--- PROBLEMS AND TASKS ---
1. In the article on the Bedway bribery case, copy the passage word for word, starting with "He has admitted" and going on through "behind Alpha Outfitters.".
2. Answer these questions from the article on the Bedway bribery case:
(a) How much was Alpha Outfitters paid for its work on city police vehicles?
(b) On what date is Christine Kebr to be sentenced?
(c) At which college does Bruce Antkowiak teach law?
3. Write the next part of the article on the Bedway bribery case, picking up after its final sentence.

--- PAGE EXTRACT ---
--- START ---

Bedway pleaded guilty to conspiracy, bribery and mail fraud related to a contract awarded in 2007 to Esplen-based Alpha Outfitters. That firm, which Bedway controlled, got the job of installing and maintaining computers and radios in city police vehicles, and was paid $327,729 for the work.
Bedway paid $6,000 in bribes to former city systems analyst Christine Kebr, 56, of Castle Shannon. She is to be sentenced Feb. 11 for conspiracy.
He has admitted to paying $9,000 to another person, whom prosecutors have not named.
Mr. Harper's name did not come up in the hearing, but Mr. Dietz referenced his pre-sentencing filings, in which he claimed that the former chief was the mastermind behind Alpha Outfitters.
Assistant U.S. Attorney Lee Karl resisted the idea that there was a "mastermind," but said that if there was one, "It very well may not have been Mr. Bedway."
"We take [Bedway] at his word," Mr. Karl added. "We've talked to him. We believe what he's told us."
Mr. Dietz said that he believed that Mr. Harper remained uncharged in relation to Alpha Outfitters because of "something to do with other investigations" that he would not detail.
Attorney Robert Del Greco, who represents Mr. Harper, countered in a later interview that the former chief "categorically denied that he was a partner with Art Bedway in any enterprise and has never received one red cent from Art Bedway.
"The fact that charges were not [filed] against the chief in relation to Art Bedway speaks volumes" about the businessman's credibility, Mr. Del Greco said.
Mr. Harper is set to be sentenced Feb. 25 on unrelated charges of conspiracy to commit theft from a federally funded program and failure to file tax returns. Federal prosecutors said that he instructed others to place $70,628 in funds meant for city coffers into unauthorized accounts at the Greater Pittsburgh Police Federal Credit Union, then tapped it for $31,986 in personal expenses.
Federal sentencing guidelines suggested a year to a year and a half in prison for Bedway's crime given his lack of prior convictions.
It's not unusual for someone facing a relatively brief prison sentence to get probation instead if they cooperate with federal investigators, said Bruce Antkowiak, a former assistant U.S. attorney and now a law professor at Saint Vincent College in Latrobe.

--- END ---

--- DATASET RECORDS ---
--- START ---

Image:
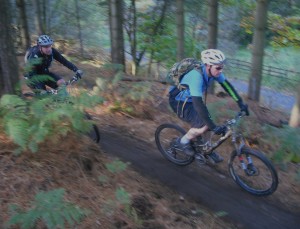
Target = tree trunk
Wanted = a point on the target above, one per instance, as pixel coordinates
(212, 31)
(38, 18)
(295, 115)
(180, 29)
(25, 31)
(8, 62)
(79, 27)
(130, 27)
(258, 49)
(116, 32)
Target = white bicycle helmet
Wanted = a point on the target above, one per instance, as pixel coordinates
(212, 57)
(44, 40)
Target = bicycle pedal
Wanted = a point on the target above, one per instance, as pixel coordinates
(200, 159)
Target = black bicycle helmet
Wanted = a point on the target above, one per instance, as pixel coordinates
(44, 40)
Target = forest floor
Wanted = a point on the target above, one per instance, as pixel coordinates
(80, 167)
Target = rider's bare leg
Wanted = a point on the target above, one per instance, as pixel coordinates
(61, 82)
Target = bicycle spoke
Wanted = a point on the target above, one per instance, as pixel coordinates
(256, 176)
(166, 137)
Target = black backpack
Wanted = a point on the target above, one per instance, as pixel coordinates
(29, 53)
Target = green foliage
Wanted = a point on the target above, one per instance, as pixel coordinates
(31, 122)
(116, 166)
(284, 143)
(50, 208)
(285, 30)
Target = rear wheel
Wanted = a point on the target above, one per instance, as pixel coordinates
(166, 136)
(253, 172)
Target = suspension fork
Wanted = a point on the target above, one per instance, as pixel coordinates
(238, 148)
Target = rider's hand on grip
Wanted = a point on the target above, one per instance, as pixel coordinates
(220, 130)
(244, 108)
(79, 73)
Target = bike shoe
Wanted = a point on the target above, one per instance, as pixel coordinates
(186, 148)
(215, 157)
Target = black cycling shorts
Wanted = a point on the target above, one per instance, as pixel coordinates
(185, 112)
(36, 84)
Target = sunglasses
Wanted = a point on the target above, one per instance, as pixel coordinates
(46, 46)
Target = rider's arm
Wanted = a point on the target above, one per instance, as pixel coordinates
(227, 86)
(202, 111)
(57, 56)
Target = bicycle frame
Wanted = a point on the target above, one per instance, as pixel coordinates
(236, 137)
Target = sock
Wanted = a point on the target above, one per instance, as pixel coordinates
(184, 140)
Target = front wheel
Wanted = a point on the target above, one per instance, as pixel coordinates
(252, 171)
(166, 136)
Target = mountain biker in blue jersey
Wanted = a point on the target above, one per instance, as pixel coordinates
(38, 60)
(186, 100)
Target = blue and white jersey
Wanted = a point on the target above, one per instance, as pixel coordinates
(197, 84)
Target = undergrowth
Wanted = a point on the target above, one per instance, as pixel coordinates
(29, 122)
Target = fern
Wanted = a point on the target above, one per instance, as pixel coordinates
(284, 143)
(31, 122)
(50, 208)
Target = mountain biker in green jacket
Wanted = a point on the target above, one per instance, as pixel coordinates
(38, 60)
(189, 105)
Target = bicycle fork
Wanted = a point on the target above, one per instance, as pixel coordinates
(247, 166)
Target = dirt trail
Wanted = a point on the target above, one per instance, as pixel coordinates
(205, 185)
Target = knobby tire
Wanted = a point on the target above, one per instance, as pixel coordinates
(263, 182)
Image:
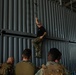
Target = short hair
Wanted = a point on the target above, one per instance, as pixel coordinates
(55, 54)
(26, 53)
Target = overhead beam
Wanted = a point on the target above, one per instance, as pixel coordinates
(69, 3)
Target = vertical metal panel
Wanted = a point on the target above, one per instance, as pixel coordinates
(5, 14)
(10, 24)
(15, 26)
(0, 14)
(20, 10)
(16, 49)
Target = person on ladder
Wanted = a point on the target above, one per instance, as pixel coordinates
(37, 42)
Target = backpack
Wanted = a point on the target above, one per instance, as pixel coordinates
(54, 69)
(5, 69)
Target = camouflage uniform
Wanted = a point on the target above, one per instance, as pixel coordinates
(24, 68)
(49, 71)
(6, 69)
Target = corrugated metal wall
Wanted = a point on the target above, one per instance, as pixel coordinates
(17, 18)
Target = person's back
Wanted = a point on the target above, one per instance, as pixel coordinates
(53, 67)
(25, 67)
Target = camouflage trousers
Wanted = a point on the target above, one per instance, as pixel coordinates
(37, 43)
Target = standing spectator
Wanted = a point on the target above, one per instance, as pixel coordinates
(37, 42)
(53, 67)
(8, 67)
(25, 67)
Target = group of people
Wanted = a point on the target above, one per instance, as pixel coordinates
(25, 67)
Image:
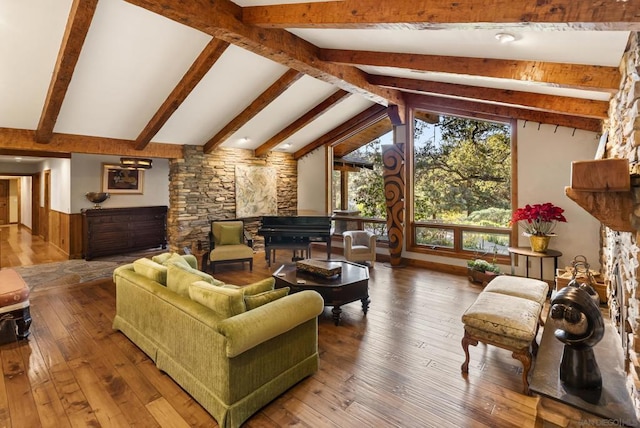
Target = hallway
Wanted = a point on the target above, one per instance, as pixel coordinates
(19, 248)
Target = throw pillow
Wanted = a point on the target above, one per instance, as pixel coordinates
(261, 286)
(179, 278)
(177, 259)
(226, 302)
(161, 258)
(252, 302)
(150, 269)
(230, 235)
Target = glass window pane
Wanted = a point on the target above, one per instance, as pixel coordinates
(485, 243)
(434, 237)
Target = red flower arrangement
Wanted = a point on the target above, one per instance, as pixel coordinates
(538, 219)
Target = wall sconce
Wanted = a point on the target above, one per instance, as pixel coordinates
(136, 163)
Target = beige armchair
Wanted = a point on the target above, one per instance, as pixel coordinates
(359, 246)
(229, 243)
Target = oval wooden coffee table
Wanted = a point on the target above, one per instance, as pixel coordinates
(350, 285)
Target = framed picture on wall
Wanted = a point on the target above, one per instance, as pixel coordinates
(116, 179)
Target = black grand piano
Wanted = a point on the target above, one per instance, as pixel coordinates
(294, 233)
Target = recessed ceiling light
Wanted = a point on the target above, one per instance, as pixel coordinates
(505, 37)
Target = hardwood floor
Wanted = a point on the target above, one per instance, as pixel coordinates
(397, 367)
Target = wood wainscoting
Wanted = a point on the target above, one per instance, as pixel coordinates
(64, 232)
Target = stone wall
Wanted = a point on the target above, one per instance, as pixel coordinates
(620, 255)
(202, 189)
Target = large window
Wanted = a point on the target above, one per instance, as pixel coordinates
(461, 191)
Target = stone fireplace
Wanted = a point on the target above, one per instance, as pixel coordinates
(620, 256)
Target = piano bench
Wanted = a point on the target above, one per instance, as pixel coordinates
(304, 247)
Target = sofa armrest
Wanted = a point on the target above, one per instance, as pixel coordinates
(251, 328)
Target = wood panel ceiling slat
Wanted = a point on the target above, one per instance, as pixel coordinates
(550, 103)
(222, 19)
(301, 122)
(575, 76)
(80, 17)
(259, 104)
(207, 58)
(425, 14)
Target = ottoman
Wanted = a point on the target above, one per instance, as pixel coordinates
(14, 301)
(505, 321)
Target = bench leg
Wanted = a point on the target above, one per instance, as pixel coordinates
(23, 322)
(524, 356)
(466, 341)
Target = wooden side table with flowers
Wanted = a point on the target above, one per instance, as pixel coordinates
(538, 222)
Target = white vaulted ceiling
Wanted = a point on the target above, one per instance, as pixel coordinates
(134, 57)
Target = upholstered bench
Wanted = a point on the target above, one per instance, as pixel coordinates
(526, 288)
(506, 314)
(14, 301)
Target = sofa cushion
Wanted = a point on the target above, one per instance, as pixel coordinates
(150, 269)
(261, 286)
(256, 300)
(226, 302)
(180, 277)
(230, 234)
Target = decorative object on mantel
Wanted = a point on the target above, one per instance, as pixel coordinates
(136, 163)
(580, 273)
(538, 222)
(96, 198)
(579, 325)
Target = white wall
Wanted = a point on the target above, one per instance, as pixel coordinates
(312, 183)
(544, 156)
(87, 177)
(13, 200)
(60, 182)
(25, 201)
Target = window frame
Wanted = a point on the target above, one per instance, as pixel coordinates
(411, 226)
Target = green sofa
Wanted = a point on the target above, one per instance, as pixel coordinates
(232, 366)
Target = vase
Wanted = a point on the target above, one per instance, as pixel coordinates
(539, 243)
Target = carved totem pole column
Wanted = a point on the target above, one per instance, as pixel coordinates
(393, 162)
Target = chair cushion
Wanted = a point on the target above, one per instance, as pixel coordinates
(224, 301)
(150, 269)
(252, 302)
(230, 252)
(526, 288)
(230, 234)
(504, 315)
(180, 277)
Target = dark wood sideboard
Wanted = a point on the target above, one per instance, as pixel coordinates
(108, 231)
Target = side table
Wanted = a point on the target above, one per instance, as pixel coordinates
(527, 252)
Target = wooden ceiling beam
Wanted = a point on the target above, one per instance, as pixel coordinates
(575, 76)
(301, 122)
(259, 104)
(542, 102)
(80, 17)
(345, 130)
(467, 108)
(25, 140)
(364, 137)
(207, 58)
(223, 19)
(440, 14)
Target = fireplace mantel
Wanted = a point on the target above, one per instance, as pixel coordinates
(603, 188)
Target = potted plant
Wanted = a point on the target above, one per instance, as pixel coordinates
(538, 222)
(481, 271)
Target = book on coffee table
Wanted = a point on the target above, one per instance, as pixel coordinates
(324, 268)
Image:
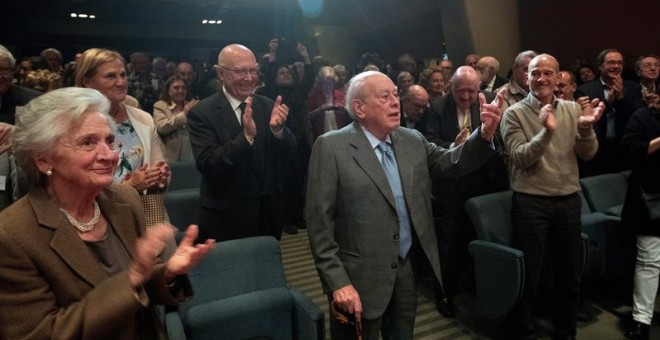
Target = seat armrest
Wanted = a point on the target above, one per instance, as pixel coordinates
(308, 319)
(500, 277)
(174, 326)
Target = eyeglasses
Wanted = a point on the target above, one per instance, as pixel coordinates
(91, 143)
(243, 72)
(614, 62)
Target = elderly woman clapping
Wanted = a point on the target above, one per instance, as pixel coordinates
(76, 261)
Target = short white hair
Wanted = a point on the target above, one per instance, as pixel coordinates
(46, 119)
(6, 55)
(356, 88)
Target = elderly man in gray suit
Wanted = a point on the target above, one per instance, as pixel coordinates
(369, 207)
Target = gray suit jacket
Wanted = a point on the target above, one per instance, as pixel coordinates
(351, 212)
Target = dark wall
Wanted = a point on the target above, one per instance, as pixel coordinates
(570, 29)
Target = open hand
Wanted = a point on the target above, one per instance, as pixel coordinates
(187, 254)
(249, 126)
(591, 114)
(491, 114)
(548, 118)
(279, 115)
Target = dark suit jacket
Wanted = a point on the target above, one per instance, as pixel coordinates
(351, 213)
(420, 125)
(442, 124)
(223, 156)
(15, 96)
(53, 286)
(442, 129)
(632, 94)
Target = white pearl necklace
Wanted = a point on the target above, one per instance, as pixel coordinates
(84, 226)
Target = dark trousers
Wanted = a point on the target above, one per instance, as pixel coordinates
(254, 219)
(398, 321)
(548, 226)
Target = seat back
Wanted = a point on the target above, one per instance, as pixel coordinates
(603, 192)
(491, 216)
(184, 176)
(237, 267)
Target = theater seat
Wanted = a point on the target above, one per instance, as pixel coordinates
(499, 268)
(241, 293)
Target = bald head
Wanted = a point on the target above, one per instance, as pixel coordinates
(543, 70)
(465, 87)
(488, 67)
(237, 70)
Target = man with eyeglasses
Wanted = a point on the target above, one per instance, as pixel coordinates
(566, 86)
(369, 208)
(414, 108)
(622, 97)
(11, 97)
(240, 143)
(647, 68)
(452, 119)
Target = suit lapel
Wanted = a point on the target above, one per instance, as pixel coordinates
(366, 158)
(65, 241)
(475, 115)
(403, 161)
(118, 218)
(227, 115)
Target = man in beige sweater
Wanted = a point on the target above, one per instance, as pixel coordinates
(544, 137)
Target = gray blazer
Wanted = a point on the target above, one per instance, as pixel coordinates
(351, 212)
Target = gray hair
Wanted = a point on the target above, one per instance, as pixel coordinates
(355, 89)
(46, 119)
(6, 55)
(531, 54)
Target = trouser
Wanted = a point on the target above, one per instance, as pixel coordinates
(548, 226)
(398, 321)
(647, 270)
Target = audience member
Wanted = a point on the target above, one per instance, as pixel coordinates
(544, 137)
(641, 142)
(326, 105)
(403, 81)
(647, 68)
(373, 59)
(142, 83)
(621, 97)
(448, 70)
(239, 140)
(12, 97)
(433, 80)
(452, 119)
(415, 108)
(196, 89)
(141, 162)
(367, 234)
(343, 75)
(472, 60)
(586, 74)
(51, 59)
(77, 261)
(159, 68)
(23, 69)
(407, 63)
(518, 87)
(280, 81)
(566, 86)
(488, 67)
(171, 119)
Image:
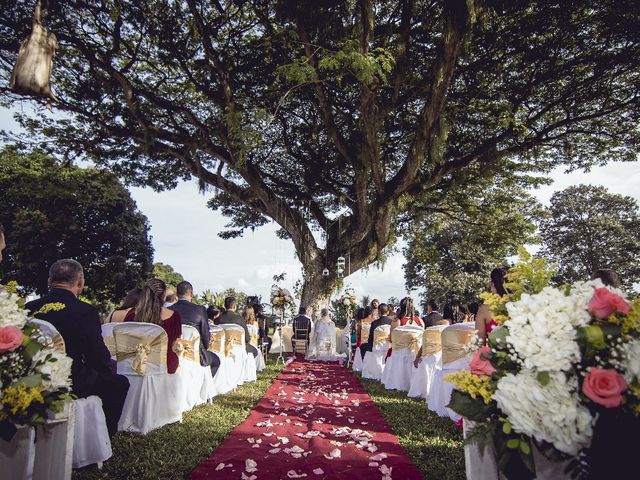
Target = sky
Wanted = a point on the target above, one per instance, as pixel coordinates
(184, 235)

--- END ---

--- ANSWERS TO THE TASKS ---
1.
He has admitted to paying $9,000 to another person, whom prosecutors have not named.
Mr. Harper's name did not come up in the hearing, but Mr. Dietz referenced his pre-sentencing filings, in which he claimed that the former chief was the mastermind behind Alpha Outfitters.

2.
(a) $327,729
(b) Feb. 11
(c) Saint Vincent College in Latrobe

3.
"To go from 12 to 18 months to probation is not exactly a quantum leap," he said. The federal system rewards people who promptly accept responsibility, he said. "If they were giving you additional credit for cooperation with the government ... then probation would not be unusual."
Ms. Kebr and Mr. Harper also have talked with federal agents, and to date they are the only other people who have been charged during a wide-ranging and highly public investigation.
It is possible, though not typical, for everyone charged in a probe to have their sentences reduced in return for substantial cooperation with the government, said Wesley Oliver, an associate professor and the criminal justice program director at the Duquesne University School of Law.
"It could well be that the information they provided led to other people and other crimes that we have not heard about yet," he added.
After Mr. Harper's March indictment, the probe appeared to veer to the mayor's office. A grand jury heard testimony from aides, security detail members and social acquaintances of then-Mayor Luke Ravenstahl.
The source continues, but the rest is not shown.